Passage to read: Begin

Professor Michael Blumm: Protecting the Public Trust Doctrine

October 20, 2014

  • Professor Blumm with the presidential pen used to sign the original Wilderness Act into law; taken at the 2014 Wilderness Act symposium at Lewis & Clark law school.

Professor Michael Blumm has been actively involved in drafting two important amicus (friend of the court) briefs related to the public trust doctrine. One brief, filed with the Oregon Court of Appeals, challenges the privatization of Oswego Lake in a city just south of Portland. The other was filed in support of a U.S. Supreme Court petition for a writ of certiorari on behalf of five teenagers, and thousands of other young people, in a case demanding—pursuant to the public trust doctrine—that the federal government address global climate change.

Passage to read: End

Go on with the piece about Professor Blumm and the public trust doctrine from the point where it stops. The records have nothing to do with what comes next.

Records: Begin

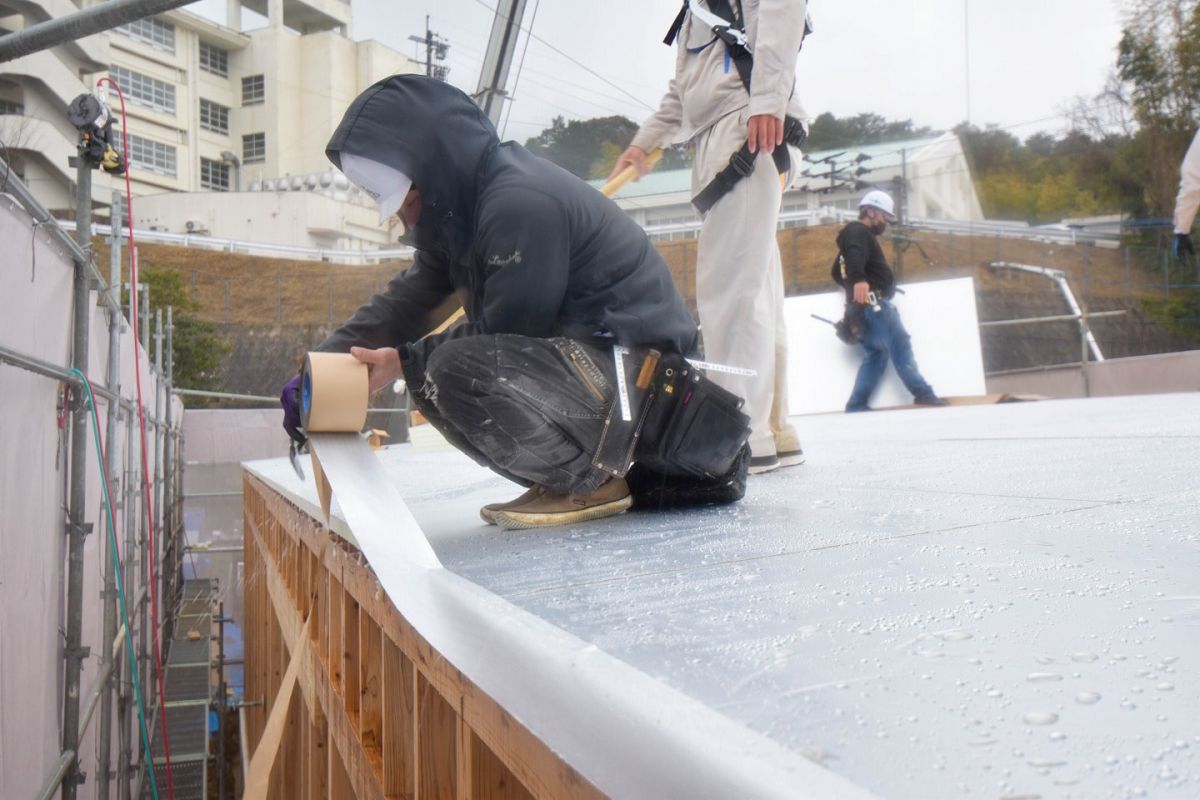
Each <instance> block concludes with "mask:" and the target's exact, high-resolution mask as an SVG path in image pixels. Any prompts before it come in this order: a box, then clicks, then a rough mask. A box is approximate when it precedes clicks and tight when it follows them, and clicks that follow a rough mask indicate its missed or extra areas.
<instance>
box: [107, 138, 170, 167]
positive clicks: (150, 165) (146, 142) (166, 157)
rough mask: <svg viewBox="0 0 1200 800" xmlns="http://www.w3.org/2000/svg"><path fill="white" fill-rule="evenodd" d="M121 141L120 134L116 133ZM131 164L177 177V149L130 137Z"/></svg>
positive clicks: (149, 140)
mask: <svg viewBox="0 0 1200 800" xmlns="http://www.w3.org/2000/svg"><path fill="white" fill-rule="evenodd" d="M114 134H115V136H118V140H120V134H119V132H115V131H114ZM130 164H131V166H133V167H138V168H140V169H148V170H150V172H151V173H157V174H160V175H170V176H173V178H174V175H175V149H174V148H173V146H170V145H169V144H163V143H162V142H155V140H154V139H145V138H143V137H139V136H132V134H131V136H130Z"/></svg>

Records: End

-- Answer to this task --
In the Oregon Court of Appeals brief,* 36 law professors and the Willamette Riverkeeper argue that the City of Lake Oswego has effectively granted a monopoly to the private Lake Oswego Corp., and challenge the State of Oregon’s alleged failure to protect public rights to access the public waters of Oswego Lake from adjacent public lands. The law professors claim that public access to navigable waters like Oswego Lake is assured by the state’s public trust doctrine, as recognized by decisions from the Oregon Supreme Court. They maintain that the doctrine was codified in Oregon’s Statehood Act of 1859, which promised that navigable waters in the state would be “common highways and forever free.”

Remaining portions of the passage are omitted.